The statement explained that border guards spotted on Monday at dawn a group of "Africans" moving from “the west to the east, in cooperation and under the supervision of criminal elements that facilitate illegal immigration”.
Egypt shares its eastern borders with Israel.
The border guards fired warning shots and headed to arrest the immigrants, who "initiated firing at security forces" and injured a soldier. The post was accompanied by a zoom-in picture of the unidentified shot soldier's exit wound.
The injured have been hospitalized and the case was referred to investigation.
Earlier in November, 15 Sudanese migrants were killed and eight were injured when they were caught up in the crossfire of a gun battle between Egyptian security forces and Bedouin smugglers while attempting to illegally enter Israel from Egypt's Sinai Peninsula, according to a report by the Associated Press, citing security and hospital officials.
There was no official statement on the incident.

### Task item A
List every place name that appears in the news excerpt about the Egyptian border shooting.
### Task item B
Answer these questions about the border shooting excerpt:
(i) When did the border guards spot the group?
(ii) What happened to the case after the injured were hospitalized?
(iii) How many Sudanese migrants were killed in the incident earlier in November?

(Dataset items)
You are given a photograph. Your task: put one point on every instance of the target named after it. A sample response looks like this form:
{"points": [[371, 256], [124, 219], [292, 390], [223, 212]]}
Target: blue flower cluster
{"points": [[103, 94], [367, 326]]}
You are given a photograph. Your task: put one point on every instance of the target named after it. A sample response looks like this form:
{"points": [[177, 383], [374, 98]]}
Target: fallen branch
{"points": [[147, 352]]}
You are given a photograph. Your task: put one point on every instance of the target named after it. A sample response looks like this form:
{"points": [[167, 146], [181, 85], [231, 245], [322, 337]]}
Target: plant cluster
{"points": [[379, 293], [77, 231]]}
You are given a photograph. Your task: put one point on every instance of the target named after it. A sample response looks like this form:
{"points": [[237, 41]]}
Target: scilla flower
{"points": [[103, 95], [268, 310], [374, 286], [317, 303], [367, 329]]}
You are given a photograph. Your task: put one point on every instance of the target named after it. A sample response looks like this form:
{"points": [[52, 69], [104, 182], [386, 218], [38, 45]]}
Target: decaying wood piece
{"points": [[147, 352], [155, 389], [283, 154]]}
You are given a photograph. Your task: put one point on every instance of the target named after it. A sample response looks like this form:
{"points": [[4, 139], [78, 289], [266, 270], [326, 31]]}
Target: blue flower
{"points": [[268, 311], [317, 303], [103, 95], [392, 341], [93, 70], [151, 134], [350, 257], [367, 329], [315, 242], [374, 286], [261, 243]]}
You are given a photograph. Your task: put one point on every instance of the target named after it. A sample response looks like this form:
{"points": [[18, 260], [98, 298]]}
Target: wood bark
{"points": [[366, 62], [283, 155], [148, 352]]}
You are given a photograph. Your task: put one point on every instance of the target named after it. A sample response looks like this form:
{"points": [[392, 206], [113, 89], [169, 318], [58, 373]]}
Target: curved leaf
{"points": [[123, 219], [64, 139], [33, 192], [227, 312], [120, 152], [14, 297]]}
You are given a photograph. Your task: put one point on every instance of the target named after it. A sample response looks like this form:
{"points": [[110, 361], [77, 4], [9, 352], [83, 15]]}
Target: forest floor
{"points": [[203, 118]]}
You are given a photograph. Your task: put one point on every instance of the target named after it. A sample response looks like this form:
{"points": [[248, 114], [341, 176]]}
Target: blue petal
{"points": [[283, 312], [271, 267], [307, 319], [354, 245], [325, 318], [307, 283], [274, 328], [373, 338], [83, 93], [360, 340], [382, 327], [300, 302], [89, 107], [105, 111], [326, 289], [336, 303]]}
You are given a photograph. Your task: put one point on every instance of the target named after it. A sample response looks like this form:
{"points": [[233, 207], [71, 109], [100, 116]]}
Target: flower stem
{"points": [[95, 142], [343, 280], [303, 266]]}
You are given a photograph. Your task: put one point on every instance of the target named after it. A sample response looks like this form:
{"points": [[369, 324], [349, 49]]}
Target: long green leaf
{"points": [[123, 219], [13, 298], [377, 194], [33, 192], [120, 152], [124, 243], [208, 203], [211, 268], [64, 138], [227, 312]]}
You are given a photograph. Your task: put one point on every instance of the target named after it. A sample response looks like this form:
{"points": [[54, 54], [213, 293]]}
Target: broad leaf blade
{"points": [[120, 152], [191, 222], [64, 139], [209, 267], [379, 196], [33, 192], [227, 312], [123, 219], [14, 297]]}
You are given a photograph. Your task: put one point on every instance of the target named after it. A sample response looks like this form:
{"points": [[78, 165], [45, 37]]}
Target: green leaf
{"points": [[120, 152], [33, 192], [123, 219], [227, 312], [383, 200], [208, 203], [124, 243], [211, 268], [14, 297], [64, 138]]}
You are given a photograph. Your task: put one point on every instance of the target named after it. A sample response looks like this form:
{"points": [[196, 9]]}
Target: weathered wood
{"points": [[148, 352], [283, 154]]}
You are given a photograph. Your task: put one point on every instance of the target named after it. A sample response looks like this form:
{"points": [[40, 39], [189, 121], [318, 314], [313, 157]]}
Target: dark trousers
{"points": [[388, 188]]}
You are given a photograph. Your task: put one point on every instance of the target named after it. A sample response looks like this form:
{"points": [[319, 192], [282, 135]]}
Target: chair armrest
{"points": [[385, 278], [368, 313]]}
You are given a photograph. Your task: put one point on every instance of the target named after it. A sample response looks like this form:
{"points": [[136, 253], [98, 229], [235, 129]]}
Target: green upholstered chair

### Task output A
Egypt, Israel, Sinai Peninsula

### Task output B
(i) On Monday at dawn.
(ii) It was referred to investigation.
(iii) Fifteen.